§ **MATERIAL SHOWN**:

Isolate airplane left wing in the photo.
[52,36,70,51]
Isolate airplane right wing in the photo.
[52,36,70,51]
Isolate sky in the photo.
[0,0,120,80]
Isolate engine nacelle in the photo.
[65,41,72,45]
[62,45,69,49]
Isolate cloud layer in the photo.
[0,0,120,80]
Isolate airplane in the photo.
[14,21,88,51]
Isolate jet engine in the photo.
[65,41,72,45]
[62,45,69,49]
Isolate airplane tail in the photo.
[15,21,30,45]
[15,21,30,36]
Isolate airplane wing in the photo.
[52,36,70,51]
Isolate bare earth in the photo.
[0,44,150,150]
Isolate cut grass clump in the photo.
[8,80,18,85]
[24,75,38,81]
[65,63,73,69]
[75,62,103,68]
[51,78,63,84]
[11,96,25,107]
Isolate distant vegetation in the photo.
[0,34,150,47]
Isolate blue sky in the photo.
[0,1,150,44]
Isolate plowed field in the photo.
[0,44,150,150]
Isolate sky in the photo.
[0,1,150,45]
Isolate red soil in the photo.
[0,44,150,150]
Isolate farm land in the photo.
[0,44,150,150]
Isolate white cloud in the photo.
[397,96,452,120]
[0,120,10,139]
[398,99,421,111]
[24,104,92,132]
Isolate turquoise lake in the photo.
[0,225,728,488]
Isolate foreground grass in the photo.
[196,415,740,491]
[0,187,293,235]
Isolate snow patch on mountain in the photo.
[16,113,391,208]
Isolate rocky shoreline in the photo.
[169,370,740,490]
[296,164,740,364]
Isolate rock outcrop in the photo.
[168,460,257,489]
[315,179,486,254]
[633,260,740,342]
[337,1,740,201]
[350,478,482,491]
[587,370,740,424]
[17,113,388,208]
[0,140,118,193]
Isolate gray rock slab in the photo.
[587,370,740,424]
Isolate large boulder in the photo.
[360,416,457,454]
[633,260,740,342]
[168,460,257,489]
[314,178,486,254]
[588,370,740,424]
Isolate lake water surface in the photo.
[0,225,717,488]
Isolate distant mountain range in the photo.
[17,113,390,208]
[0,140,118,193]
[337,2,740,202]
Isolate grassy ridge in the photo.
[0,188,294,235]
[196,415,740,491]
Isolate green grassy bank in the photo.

§ **EXERCISE PROMPT**: Please find each line above that contains the word "wing" and copy those lines out.

§ **TASK OUTPUT**:
Isolate airplane left wing in the photo.
Isolate airplane right wing in the photo.
Isolate airplane wing in the photo.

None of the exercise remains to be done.